## [WORK TO BE COMPLETED]
Restate all entries exactly.

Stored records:
________________________________________
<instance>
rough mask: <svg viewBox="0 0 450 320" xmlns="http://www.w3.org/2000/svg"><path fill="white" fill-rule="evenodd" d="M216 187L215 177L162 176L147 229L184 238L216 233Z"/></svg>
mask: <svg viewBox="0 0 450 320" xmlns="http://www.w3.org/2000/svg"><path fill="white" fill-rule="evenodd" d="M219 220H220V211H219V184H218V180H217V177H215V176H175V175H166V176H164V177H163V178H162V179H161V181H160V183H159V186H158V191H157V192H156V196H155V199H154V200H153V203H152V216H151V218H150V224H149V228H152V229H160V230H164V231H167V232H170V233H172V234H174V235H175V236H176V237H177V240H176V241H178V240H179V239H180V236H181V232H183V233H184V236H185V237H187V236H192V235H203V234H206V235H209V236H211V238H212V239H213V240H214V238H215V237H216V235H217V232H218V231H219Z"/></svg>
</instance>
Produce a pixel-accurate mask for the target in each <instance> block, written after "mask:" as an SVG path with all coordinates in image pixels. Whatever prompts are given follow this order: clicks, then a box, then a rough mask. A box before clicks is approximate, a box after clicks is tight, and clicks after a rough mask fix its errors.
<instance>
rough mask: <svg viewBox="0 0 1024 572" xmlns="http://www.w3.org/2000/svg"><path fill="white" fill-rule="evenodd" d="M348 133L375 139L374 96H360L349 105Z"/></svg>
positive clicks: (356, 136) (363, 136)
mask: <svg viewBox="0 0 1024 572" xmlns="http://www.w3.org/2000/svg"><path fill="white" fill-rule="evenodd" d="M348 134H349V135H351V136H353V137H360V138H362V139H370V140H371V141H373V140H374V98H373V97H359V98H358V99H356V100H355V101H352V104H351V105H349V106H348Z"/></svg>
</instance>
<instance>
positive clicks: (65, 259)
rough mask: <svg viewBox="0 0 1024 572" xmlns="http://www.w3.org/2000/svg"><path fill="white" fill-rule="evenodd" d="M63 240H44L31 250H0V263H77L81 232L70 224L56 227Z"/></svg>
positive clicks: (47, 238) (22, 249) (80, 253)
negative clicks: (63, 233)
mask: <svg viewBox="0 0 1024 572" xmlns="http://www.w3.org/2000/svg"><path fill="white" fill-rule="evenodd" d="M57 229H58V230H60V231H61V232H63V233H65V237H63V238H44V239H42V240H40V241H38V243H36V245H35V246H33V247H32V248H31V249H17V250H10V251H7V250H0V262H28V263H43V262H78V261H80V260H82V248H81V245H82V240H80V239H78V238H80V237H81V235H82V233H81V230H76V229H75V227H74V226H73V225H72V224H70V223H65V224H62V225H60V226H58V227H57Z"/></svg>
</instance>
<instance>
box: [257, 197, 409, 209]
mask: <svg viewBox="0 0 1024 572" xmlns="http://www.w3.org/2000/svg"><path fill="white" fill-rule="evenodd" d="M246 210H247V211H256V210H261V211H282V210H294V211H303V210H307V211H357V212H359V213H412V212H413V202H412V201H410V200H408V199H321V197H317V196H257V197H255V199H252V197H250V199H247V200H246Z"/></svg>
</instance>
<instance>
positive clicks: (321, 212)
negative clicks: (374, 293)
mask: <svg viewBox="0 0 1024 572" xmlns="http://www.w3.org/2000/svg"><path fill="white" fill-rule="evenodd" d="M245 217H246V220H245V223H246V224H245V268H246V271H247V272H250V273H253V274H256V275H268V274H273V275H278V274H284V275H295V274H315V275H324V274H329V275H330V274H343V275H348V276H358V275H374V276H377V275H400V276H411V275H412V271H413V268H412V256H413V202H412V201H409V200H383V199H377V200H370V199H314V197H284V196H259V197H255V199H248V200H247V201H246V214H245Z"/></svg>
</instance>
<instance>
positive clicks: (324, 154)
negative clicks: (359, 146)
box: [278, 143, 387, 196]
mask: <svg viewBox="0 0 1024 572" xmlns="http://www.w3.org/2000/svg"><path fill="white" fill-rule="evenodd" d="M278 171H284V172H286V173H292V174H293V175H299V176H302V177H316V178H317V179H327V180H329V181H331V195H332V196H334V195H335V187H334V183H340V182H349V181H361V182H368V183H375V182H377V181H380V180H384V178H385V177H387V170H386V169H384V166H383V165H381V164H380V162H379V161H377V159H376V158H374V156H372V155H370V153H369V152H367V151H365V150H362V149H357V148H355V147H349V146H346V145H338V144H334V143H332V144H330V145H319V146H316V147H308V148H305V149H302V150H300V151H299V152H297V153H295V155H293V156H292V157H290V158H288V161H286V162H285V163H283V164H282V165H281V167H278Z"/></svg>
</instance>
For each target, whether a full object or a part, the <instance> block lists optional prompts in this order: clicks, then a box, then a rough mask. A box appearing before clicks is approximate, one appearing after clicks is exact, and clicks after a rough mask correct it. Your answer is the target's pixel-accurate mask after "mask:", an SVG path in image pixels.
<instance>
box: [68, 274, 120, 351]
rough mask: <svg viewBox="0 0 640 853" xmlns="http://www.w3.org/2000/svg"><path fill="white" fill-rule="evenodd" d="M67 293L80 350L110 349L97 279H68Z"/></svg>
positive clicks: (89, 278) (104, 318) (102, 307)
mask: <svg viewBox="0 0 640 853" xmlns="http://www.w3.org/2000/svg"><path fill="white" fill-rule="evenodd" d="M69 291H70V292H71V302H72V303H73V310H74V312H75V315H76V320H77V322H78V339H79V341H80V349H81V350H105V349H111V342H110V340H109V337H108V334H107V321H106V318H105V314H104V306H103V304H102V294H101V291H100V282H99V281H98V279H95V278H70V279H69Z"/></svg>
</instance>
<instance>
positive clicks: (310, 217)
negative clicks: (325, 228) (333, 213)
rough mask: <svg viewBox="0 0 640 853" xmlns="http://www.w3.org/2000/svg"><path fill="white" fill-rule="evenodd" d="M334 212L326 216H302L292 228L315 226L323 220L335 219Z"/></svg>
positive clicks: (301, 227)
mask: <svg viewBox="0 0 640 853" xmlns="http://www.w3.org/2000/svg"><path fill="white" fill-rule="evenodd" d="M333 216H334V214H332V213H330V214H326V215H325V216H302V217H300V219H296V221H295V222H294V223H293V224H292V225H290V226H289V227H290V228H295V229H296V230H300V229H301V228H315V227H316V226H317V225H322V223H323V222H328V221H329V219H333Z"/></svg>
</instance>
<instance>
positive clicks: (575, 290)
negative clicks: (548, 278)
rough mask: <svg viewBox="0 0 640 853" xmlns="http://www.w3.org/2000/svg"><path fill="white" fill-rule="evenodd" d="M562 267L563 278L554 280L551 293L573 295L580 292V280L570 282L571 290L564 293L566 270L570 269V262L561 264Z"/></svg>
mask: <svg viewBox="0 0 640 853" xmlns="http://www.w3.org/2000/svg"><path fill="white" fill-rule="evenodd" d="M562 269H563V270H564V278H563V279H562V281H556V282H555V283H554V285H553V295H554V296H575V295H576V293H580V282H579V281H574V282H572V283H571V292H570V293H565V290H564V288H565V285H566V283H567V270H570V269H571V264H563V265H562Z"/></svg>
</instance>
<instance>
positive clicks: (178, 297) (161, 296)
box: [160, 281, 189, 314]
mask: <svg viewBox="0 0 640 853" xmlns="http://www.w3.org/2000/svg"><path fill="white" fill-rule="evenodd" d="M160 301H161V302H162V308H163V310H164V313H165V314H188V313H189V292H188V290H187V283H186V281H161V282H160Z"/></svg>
________________________________________
## [ANSWER FOR THE TASK]
<instance>
rough mask: <svg viewBox="0 0 450 320" xmlns="http://www.w3.org/2000/svg"><path fill="white" fill-rule="evenodd" d="M216 187L215 177L162 176L147 229L184 238L216 233Z"/></svg>
mask: <svg viewBox="0 0 450 320" xmlns="http://www.w3.org/2000/svg"><path fill="white" fill-rule="evenodd" d="M219 220H220V211H219V184H218V180H217V177H215V176H175V175H166V176H164V177H163V178H162V179H161V181H160V183H159V186H158V191H157V192H156V196H155V199H154V200H153V203H152V216H151V218H150V224H149V228H152V229H160V230H164V231H167V232H170V233H172V234H174V235H175V236H176V237H177V240H176V241H178V240H179V239H180V236H181V232H183V233H184V236H185V237H187V236H192V235H203V234H206V235H209V236H211V238H212V239H213V240H214V238H215V237H216V235H217V232H218V231H219Z"/></svg>
</instance>
Produce a pixel-accurate mask for the target in each <instance> block, written after "mask:" as an SVG path with all coordinates in image pixels. Whatever prompts are given follow this order: clicks, then a box, then a rough mask. A box before clicks is approximate, a box after clicks is tight, and clicks after a rough mask fix its errors.
<instance>
rough mask: <svg viewBox="0 0 1024 572" xmlns="http://www.w3.org/2000/svg"><path fill="white" fill-rule="evenodd" d="M348 133L375 139L374 96H360L349 105Z"/></svg>
positive clicks: (356, 136) (363, 136)
mask: <svg viewBox="0 0 1024 572" xmlns="http://www.w3.org/2000/svg"><path fill="white" fill-rule="evenodd" d="M348 134H349V135H351V136H353V137H360V138H362V139H370V140H371V141H373V140H374V98H373V97H359V98H358V99H356V100H355V101H352V104H351V105H349V106H348Z"/></svg>
</instance>
<instance>
positive clicks: (65, 259)
rough mask: <svg viewBox="0 0 1024 572" xmlns="http://www.w3.org/2000/svg"><path fill="white" fill-rule="evenodd" d="M63 240H44L31 250H0V263H77L81 232L70 224L56 227Z"/></svg>
positive clicks: (47, 238) (22, 249) (80, 253)
negative clicks: (63, 233)
mask: <svg viewBox="0 0 1024 572" xmlns="http://www.w3.org/2000/svg"><path fill="white" fill-rule="evenodd" d="M57 229H58V230H60V231H61V232H63V233H65V237H63V238H44V239H42V240H40V241H38V243H36V245H35V246H33V247H32V248H31V249H17V250H10V251H7V250H0V262H28V263H43V262H78V261H80V260H82V248H81V245H82V240H80V239H78V238H80V237H81V235H82V233H81V230H76V229H75V227H74V226H73V225H72V224H70V223H65V224H62V225H60V226H58V227H57Z"/></svg>
</instance>
<instance>
box: [257, 197, 409, 209]
mask: <svg viewBox="0 0 1024 572" xmlns="http://www.w3.org/2000/svg"><path fill="white" fill-rule="evenodd" d="M246 210H247V211H256V210H261V211H282V210H294V211H303V210H307V211H357V212H359V213H412V212H413V202H412V201H410V200H408V199H321V197H317V196H257V197H255V199H252V197H250V199H247V200H246Z"/></svg>
</instance>
<instance>
positive clicks: (321, 212)
negative clicks: (374, 293)
mask: <svg viewBox="0 0 1024 572" xmlns="http://www.w3.org/2000/svg"><path fill="white" fill-rule="evenodd" d="M245 217H246V220H245V223H246V224H245V268H246V271H247V272H250V273H253V274H256V275H268V274H273V275H278V274H284V275H295V274H315V275H324V274H329V275H330V274H343V275H348V276H358V275H374V276H377V275H400V276H411V275H412V271H413V268H412V256H413V202H412V201H409V200H383V199H377V200H370V199H314V197H284V196H259V197H255V199H248V200H247V201H246V214H245Z"/></svg>
</instance>
<instance>
positive clicks: (324, 154)
negative clicks: (359, 146)
box: [278, 143, 387, 196]
mask: <svg viewBox="0 0 1024 572" xmlns="http://www.w3.org/2000/svg"><path fill="white" fill-rule="evenodd" d="M278 171H284V172H286V173H292V174H293V175H299V176H302V177H316V178H317V179H327V180H329V181H331V195H332V196H334V195H335V187H334V183H340V182H349V181H361V182H368V183H375V182H377V181H380V180H384V178H385V177H387V170H386V169H384V166H383V165H381V164H380V162H379V161H377V159H376V158H374V156H372V155H370V153H369V152H367V151H365V150H362V149H357V148H355V147H349V146H346V145H338V144H334V143H332V144H330V145H319V146H316V147H308V148H305V149H302V150H300V151H299V152H297V153H295V155H293V156H292V157H290V158H288V161H286V162H285V163H283V164H282V165H281V167H278Z"/></svg>
</instance>
For each target, whether a full object or a part, the <instance> block lists optional prompts in this order: clicks, then a box, then a rough mask. A box appearing before clicks is approximate, one appearing after clicks is exact, and clicks after a rough mask correct it. Your answer is the target's pixel-accurate mask after "mask:", an SVG path in image pixels.
<instance>
box: [68, 274, 120, 351]
rough mask: <svg viewBox="0 0 640 853" xmlns="http://www.w3.org/2000/svg"><path fill="white" fill-rule="evenodd" d="M67 293L80 350L110 349L97 279H68Z"/></svg>
positive clicks: (89, 278) (104, 318) (102, 307)
mask: <svg viewBox="0 0 640 853" xmlns="http://www.w3.org/2000/svg"><path fill="white" fill-rule="evenodd" d="M69 291H70V292H71V302H72V303H73V310H74V312H75V315H76V320H77V322H78V339H79V341H80V349H81V350H105V349H111V342H110V340H109V337H108V334H107V321H106V318H105V314H104V306H103V304H102V294H101V291H100V282H99V281H98V279H95V278H70V279H69Z"/></svg>
</instance>
<instance>
positive clicks: (310, 217)
negative clicks: (325, 228) (333, 213)
rough mask: <svg viewBox="0 0 640 853" xmlns="http://www.w3.org/2000/svg"><path fill="white" fill-rule="evenodd" d="M334 212L326 216H302L292 228L315 226L323 220L335 219Z"/></svg>
positive clicks: (301, 227)
mask: <svg viewBox="0 0 640 853" xmlns="http://www.w3.org/2000/svg"><path fill="white" fill-rule="evenodd" d="M333 216H334V214H332V213H330V214H326V215H325V216H302V217H300V219H296V221H295V222H294V223H293V224H292V225H290V226H289V227H290V228H295V229H296V230H300V229H301V228H315V227H316V226H317V225H322V223H323V222H328V221H329V219H333Z"/></svg>
</instance>
<instance>
positive clicks: (575, 290)
negative clicks: (548, 278)
rough mask: <svg viewBox="0 0 640 853" xmlns="http://www.w3.org/2000/svg"><path fill="white" fill-rule="evenodd" d="M562 267L563 278L554 280L551 293L573 295L580 292V280L570 282L571 290L564 293L566 270L570 269V262L561 264Z"/></svg>
mask: <svg viewBox="0 0 640 853" xmlns="http://www.w3.org/2000/svg"><path fill="white" fill-rule="evenodd" d="M562 269H563V270H564V278H563V279H562V281H556V282H555V283H554V285H553V295H554V296H575V295H576V293H580V282H579V281H574V282H572V283H571V292H570V293H565V290H564V288H565V285H566V283H567V270H570V269H571V264H563V265H562Z"/></svg>
</instance>
<instance>
positive clicks: (178, 297) (161, 296)
box: [160, 281, 189, 314]
mask: <svg viewBox="0 0 640 853" xmlns="http://www.w3.org/2000/svg"><path fill="white" fill-rule="evenodd" d="M160 301H161V302H162V308H163V310H164V313H165V314H188V313H189V292H188V290H187V283H186V281H161V282H160Z"/></svg>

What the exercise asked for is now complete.